LISTING =

-- Begin --

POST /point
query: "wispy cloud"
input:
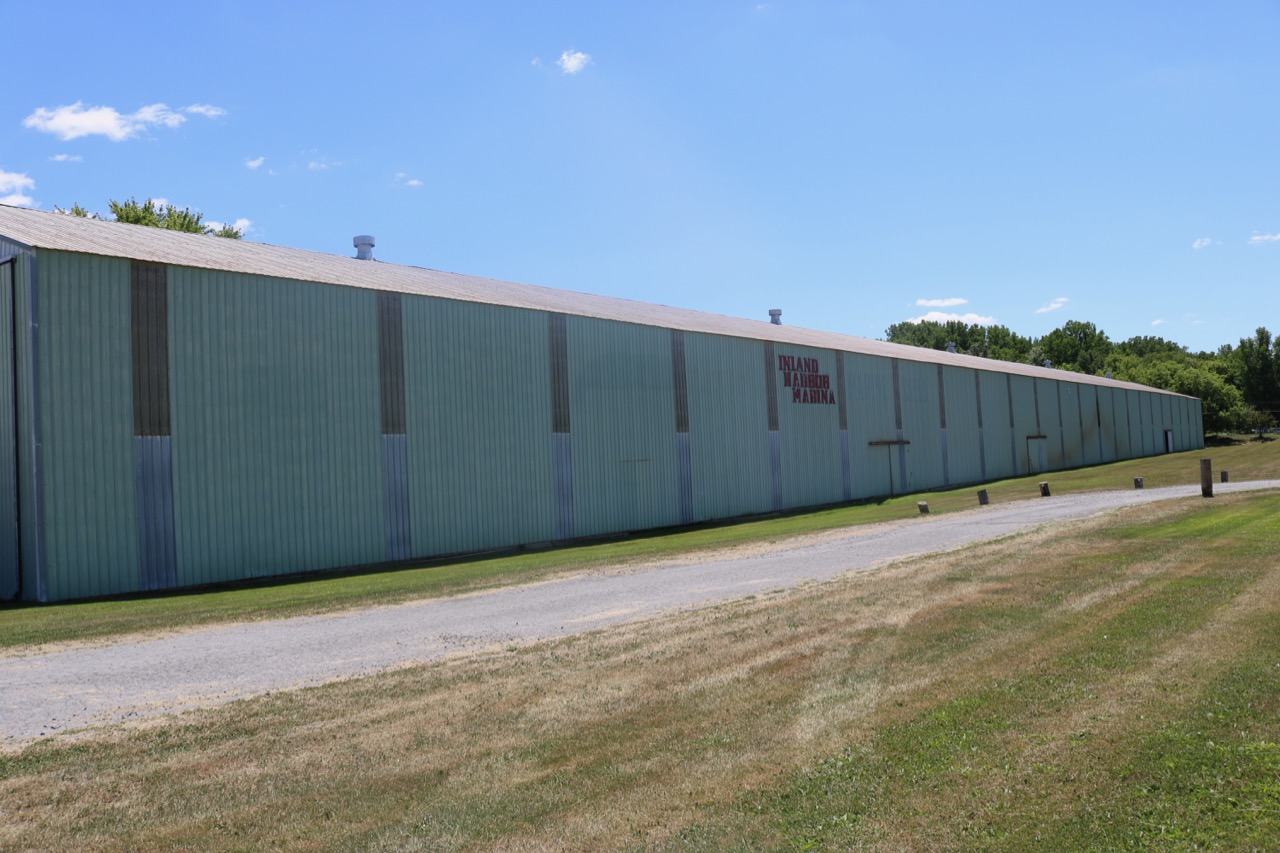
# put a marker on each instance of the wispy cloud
(942, 316)
(208, 110)
(74, 121)
(241, 224)
(947, 302)
(14, 186)
(571, 62)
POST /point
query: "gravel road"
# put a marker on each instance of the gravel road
(49, 692)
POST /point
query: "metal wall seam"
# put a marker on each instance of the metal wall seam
(391, 369)
(684, 452)
(562, 447)
(152, 450)
(846, 478)
(771, 397)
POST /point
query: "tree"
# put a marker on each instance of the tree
(154, 215)
(1077, 346)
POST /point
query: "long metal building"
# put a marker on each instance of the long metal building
(187, 410)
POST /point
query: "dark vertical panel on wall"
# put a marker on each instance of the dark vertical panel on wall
(684, 460)
(897, 425)
(150, 304)
(1013, 428)
(391, 386)
(771, 392)
(562, 448)
(391, 363)
(845, 470)
(152, 451)
(942, 428)
(982, 430)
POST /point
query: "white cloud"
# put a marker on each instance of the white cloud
(74, 121)
(941, 316)
(947, 302)
(571, 62)
(13, 183)
(208, 110)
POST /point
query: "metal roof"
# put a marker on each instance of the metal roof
(53, 231)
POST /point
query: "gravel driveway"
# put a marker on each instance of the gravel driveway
(42, 693)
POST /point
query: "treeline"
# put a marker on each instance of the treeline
(1239, 386)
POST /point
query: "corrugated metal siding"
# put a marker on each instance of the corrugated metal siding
(622, 404)
(809, 432)
(1073, 424)
(10, 566)
(91, 544)
(277, 434)
(479, 398)
(918, 384)
(728, 427)
(965, 451)
(869, 389)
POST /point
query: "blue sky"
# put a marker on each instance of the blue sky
(855, 164)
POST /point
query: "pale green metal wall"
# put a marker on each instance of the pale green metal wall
(279, 437)
(275, 425)
(478, 393)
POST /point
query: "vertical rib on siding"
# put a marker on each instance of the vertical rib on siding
(562, 445)
(10, 565)
(771, 400)
(684, 459)
(151, 424)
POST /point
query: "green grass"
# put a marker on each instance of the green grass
(36, 624)
(1106, 685)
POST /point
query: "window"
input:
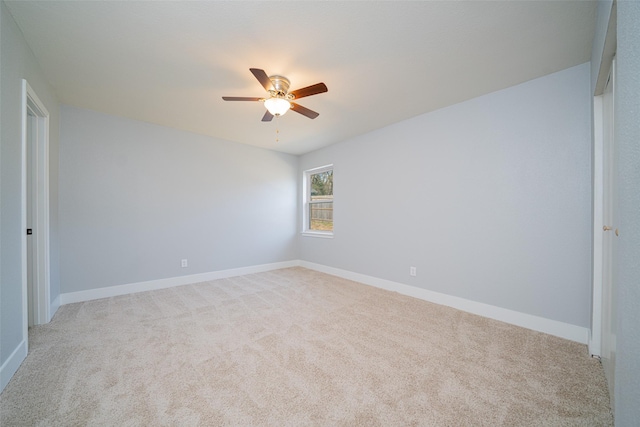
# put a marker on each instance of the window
(318, 201)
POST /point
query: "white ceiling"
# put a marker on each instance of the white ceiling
(171, 62)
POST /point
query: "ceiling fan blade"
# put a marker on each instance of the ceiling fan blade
(309, 90)
(240, 98)
(304, 111)
(262, 77)
(267, 116)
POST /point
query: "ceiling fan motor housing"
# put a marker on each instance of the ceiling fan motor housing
(280, 86)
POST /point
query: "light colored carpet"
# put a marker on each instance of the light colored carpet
(295, 347)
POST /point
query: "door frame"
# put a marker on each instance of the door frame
(40, 202)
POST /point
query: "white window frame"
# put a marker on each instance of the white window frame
(306, 197)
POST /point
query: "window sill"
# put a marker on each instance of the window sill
(319, 234)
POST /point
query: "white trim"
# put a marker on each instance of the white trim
(13, 362)
(112, 291)
(325, 235)
(31, 102)
(595, 336)
(55, 305)
(306, 195)
(540, 324)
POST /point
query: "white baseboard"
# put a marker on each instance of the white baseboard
(55, 305)
(540, 324)
(130, 288)
(536, 323)
(11, 365)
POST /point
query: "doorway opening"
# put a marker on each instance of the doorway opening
(36, 294)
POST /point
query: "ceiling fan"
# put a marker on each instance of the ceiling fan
(279, 100)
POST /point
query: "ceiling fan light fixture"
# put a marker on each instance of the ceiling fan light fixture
(277, 106)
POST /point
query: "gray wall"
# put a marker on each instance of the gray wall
(490, 199)
(17, 62)
(627, 134)
(136, 198)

-- End --

TASK = Report each line of the data above that contains the word "cloud", matching case exactly.

ANSWER TO THE TASK =
query: "wispy cloud"
# put a marker on each instance of the wispy cloud
query: "white cloud"
# put a marker on each instance of the white cloud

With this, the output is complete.